#### [Request]
List each line of the records below that contains the string "blue".

#### [Supplied records]

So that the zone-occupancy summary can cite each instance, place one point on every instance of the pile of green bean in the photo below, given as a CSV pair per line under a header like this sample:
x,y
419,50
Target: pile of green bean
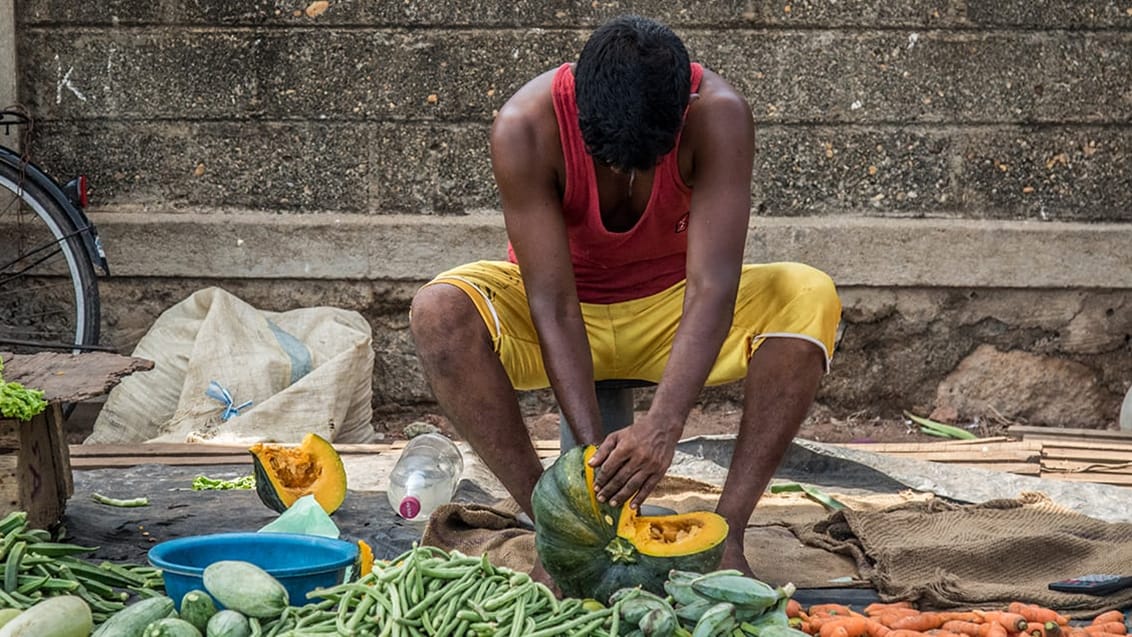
x,y
37,565
429,592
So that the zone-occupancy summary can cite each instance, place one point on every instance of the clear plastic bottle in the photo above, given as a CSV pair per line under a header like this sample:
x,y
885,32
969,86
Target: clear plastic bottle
x,y
425,476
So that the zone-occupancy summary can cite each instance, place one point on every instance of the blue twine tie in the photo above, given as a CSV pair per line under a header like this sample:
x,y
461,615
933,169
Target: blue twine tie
x,y
216,390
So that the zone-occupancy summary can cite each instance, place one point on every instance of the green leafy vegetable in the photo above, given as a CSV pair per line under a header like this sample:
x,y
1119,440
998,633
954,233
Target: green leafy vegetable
x,y
204,483
938,429
19,402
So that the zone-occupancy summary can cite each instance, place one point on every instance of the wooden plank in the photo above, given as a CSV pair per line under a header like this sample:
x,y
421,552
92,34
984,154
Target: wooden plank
x,y
1055,432
66,377
975,456
112,462
1098,445
1086,455
1020,468
204,449
998,442
1071,466
1115,479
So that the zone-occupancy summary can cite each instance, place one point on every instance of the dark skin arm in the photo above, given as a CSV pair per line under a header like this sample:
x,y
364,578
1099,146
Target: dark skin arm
x,y
719,132
525,156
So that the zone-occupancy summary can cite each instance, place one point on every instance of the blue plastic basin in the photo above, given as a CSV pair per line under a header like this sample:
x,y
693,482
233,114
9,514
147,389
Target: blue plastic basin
x,y
300,562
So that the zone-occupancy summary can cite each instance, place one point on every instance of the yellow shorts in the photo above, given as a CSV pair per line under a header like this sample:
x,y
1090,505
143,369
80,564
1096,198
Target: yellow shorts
x,y
632,339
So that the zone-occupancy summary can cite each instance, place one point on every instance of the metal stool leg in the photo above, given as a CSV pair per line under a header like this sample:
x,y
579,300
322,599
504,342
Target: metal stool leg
x,y
616,406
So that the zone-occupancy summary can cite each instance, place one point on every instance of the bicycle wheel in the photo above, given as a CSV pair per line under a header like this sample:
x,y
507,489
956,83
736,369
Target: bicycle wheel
x,y
49,293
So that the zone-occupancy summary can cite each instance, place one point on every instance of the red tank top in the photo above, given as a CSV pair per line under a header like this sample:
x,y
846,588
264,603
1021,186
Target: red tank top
x,y
619,266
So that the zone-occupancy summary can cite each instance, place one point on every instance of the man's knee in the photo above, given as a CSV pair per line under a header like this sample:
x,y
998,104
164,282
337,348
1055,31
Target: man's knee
x,y
440,311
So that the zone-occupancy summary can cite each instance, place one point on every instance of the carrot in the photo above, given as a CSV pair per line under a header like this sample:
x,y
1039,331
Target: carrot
x,y
1111,627
960,616
1044,629
962,627
922,622
1011,621
855,626
1108,616
832,609
1036,613
880,608
889,617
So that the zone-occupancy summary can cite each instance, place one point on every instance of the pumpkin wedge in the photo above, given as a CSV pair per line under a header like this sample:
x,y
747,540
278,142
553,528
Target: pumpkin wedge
x,y
285,473
592,549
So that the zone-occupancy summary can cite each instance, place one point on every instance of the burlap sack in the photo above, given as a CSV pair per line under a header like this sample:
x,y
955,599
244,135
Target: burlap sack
x,y
946,556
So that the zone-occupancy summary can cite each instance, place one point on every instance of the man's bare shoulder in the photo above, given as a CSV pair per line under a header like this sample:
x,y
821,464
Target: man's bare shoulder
x,y
526,119
718,100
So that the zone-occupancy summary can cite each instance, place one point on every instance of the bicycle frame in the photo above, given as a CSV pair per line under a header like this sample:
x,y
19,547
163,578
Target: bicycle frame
x,y
80,224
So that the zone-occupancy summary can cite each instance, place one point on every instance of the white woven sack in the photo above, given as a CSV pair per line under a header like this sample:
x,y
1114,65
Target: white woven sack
x,y
306,370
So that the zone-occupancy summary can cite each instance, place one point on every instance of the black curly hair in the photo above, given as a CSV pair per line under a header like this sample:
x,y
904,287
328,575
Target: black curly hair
x,y
632,84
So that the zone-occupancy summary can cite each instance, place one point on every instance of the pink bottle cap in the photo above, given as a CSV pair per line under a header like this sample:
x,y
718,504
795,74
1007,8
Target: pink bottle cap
x,y
410,507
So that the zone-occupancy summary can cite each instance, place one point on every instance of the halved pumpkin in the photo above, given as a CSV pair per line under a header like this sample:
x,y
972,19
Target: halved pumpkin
x,y
592,549
285,473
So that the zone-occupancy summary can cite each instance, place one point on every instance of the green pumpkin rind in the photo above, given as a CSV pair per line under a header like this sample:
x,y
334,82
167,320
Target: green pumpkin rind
x,y
579,543
275,484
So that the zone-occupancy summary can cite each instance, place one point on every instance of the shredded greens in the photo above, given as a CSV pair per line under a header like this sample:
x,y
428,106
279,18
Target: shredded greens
x,y
19,402
204,483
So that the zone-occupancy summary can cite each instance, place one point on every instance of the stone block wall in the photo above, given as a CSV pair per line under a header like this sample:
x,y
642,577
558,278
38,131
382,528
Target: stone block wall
x,y
961,168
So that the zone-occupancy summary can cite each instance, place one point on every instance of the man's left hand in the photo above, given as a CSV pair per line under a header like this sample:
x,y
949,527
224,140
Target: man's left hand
x,y
633,461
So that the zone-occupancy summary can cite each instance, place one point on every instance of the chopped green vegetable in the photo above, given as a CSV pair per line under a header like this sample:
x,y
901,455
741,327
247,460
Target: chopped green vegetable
x,y
19,402
204,483
933,428
811,492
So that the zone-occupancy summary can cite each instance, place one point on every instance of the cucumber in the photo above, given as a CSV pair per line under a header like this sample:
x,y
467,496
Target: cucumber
x,y
197,607
133,620
228,623
66,616
245,587
171,627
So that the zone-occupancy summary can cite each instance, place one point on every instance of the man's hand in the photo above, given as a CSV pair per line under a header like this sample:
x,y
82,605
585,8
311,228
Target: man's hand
x,y
633,461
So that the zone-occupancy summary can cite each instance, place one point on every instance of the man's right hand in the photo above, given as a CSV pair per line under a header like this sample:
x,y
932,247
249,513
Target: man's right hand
x,y
631,463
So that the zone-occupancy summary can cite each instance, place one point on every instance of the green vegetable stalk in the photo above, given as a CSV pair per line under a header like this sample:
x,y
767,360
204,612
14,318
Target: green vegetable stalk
x,y
18,402
205,483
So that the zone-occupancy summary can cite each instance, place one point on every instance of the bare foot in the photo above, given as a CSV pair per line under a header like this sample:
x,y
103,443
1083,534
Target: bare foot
x,y
539,574
734,558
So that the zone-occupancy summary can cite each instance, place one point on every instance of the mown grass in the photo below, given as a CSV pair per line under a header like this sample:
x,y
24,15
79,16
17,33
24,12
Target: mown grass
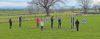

#### [Response to this task]
So that the zone-occupancy summary can cite each instance, place one point on every instance of the blue twine tie in the photo above, given as a CSV pair per line under a header like this sample:
Target: blue twine tie
So that the zone-occupancy summary can cite each instance, place one point on every instance of the blue plastic basin in the photo above, given as a CSV pair per line under a header like this sample:
Target: blue plastic basin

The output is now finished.